### AIM
Count the lines in the material below that contain the string "Find". State only the number.
** Begin STORED ROWS **
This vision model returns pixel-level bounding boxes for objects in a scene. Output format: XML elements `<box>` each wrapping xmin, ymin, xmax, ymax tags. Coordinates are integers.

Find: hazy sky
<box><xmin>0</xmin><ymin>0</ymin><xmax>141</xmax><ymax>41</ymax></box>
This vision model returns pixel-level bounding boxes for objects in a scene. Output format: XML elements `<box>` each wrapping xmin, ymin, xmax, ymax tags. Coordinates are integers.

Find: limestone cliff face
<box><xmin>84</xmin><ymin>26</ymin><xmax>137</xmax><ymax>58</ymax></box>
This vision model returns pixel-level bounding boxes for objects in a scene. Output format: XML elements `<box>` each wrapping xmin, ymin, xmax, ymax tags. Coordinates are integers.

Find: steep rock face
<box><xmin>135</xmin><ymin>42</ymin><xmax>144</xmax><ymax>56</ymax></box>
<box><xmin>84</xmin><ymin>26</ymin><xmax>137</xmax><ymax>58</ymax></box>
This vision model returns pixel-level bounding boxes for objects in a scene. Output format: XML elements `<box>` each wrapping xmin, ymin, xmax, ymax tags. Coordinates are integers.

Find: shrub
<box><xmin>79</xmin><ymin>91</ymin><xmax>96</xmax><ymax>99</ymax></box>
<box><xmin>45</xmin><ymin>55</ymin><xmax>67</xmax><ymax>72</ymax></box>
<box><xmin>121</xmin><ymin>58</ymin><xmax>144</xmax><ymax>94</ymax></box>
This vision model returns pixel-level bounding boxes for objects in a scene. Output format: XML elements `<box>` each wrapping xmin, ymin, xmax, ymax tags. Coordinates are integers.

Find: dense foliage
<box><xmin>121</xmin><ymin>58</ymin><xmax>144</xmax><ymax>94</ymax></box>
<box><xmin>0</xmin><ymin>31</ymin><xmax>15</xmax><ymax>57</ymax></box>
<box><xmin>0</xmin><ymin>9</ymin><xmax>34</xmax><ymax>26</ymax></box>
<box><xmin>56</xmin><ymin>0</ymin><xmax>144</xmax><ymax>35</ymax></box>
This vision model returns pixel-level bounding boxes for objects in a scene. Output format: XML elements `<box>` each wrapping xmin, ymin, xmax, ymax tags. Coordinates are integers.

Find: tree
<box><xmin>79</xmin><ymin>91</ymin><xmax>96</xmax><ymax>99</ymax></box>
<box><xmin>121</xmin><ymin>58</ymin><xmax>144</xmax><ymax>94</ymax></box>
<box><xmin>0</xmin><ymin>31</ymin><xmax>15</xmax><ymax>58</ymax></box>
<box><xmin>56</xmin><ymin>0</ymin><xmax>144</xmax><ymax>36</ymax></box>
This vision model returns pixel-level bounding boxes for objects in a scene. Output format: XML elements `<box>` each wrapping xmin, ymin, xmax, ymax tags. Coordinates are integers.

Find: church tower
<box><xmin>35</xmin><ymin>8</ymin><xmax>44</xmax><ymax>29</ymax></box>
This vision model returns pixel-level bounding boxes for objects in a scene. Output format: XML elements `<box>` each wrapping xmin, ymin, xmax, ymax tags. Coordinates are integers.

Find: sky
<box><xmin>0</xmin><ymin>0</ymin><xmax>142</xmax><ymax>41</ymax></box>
** End STORED ROWS **
### FULL SOLUTION
8